> STATED TASK: Could you write out all of the material below again, requests included, scaling every x and y coordinate in the answers by 0.65 and rounding each to a whole number with halves rounded up? Leave the pictures out.

> EXTRACTED ENTRIES:

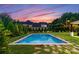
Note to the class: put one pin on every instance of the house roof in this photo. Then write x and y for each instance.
(75, 22)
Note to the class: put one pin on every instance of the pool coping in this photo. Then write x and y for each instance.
(14, 43)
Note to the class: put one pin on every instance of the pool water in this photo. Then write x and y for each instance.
(40, 39)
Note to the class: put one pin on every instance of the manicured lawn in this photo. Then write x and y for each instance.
(46, 49)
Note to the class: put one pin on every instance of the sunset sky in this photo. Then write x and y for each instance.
(37, 12)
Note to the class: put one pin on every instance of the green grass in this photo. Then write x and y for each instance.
(30, 49)
(66, 36)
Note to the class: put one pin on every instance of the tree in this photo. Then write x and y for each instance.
(4, 38)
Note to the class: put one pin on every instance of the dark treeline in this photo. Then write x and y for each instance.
(63, 23)
(9, 28)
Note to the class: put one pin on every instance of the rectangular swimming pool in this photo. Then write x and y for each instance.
(40, 39)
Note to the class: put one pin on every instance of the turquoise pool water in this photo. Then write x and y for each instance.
(40, 39)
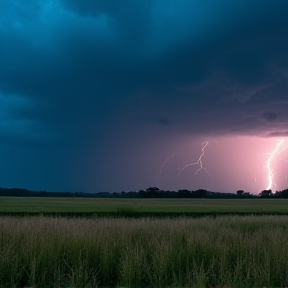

> FULL ANSWER:
Note to the class: put one pin on every instance of the house roof in this photo. Then write x and y for each instance.
(49, 14)
Note to the class: put one pin on every instance of the pool coping in this photo. Then write x and y for each instance.
(9, 28)
Note to the class: put one pin on every instance of the pool water in this photo. Then write x and y for each instance.
(26, 25)
Note to the class: put one pin on every instance of the manicured lawn in this photo. Then write x and y for each instance.
(30, 32)
Note to the class: put one pin on every instance of the sunset sky in this photo. Then write x and y for each instance.
(24, 8)
Note to the class: put one pin on every instance of the green grass in this photo. Then write x and y for each instance.
(20, 32)
(43, 23)
Note to the class: put one pin on every instance of the tree in this photo. Then write x and y for each instance.
(3, 25)
Note to the class: put one pin on every instance of the dark treeline in this photo. Then write x and y for each instance.
(41, 15)
(6, 18)
Note to the class: put one pin on every instance of the rectangular swimming pool in this photo. Then write x and y for each instance.
(26, 25)
Note to the class: put one pin on every instance of the turquoise pool water in this photo. Then write x and y for each instance.
(26, 25)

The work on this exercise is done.